Kutipan Terpilih –

Beberapa Catatan Seputar Pengiriman Tenaga Kerja ke Luar Negri

[a] Angka pengangguran makin besar, dan persaingan untuk merebut lowongan pekerjaan semakin ketat. Jangankan kelompok berpendidikan rendah, kelompok dengan ijasah diploma dan bahkan sarjana pun banyak yang menumpuk sebagai pengangguran. Persoalan ini bisa berkaitan dengan sistem perekonomian (misalnya: kurang suburnya


pertumbuhan ekonom berbasis kerakyatan), pemerataan pembangunan (terutama di sektor ekonomi yang salah satu indikasinya adalah masih derasnya arus urbanisasi), sistem pendidikan (terutama pendidikan formal yang menghasilkan banyak lulusan yang kemudian ternyata gagap ketika harus memasuki dunia kerja), didukung oleh faktor sosial budaya kita (misalnya sifat malas, malu untuk menjual, dan sebagainya).

Tugas yang Dikerjakan –
A – Menurut kutipan terpilih, kelompok berijazah apa saja yang disebut banyak menumpuk sebagai pengangguran?
B – Tolong salin persis kutipan terpilih mulai dari "pertumbuhan ekonom berbasis" sampai dengan "menjual, dan sebagainya).".

Data Tersimpan –

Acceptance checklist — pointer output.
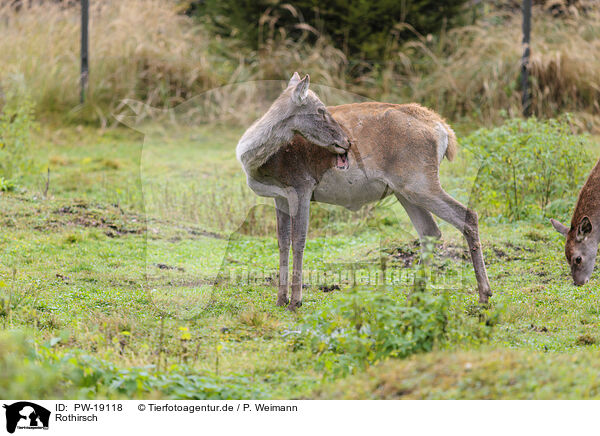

Jawaban Latihan –
A – Kelompok dengan ijasah diploma dan bahkan sarjana.

B –
pertumbuhan ekonom berbasis kerakyatan), pemerataan pembangunan (terutama di sektor ekonomi yang salah satu indikasinya adalah masih derasnya arus urbanisasi), sistem pendidikan (terutama pendidikan formal yang menghasilkan banyak lulusan yang kemudian ternyata gagap ketika harus memasuki dunia kerja), didukung oleh faktor sosial budaya kita (misalnya sifat malas, malu untuk menjual, dan sebagainya).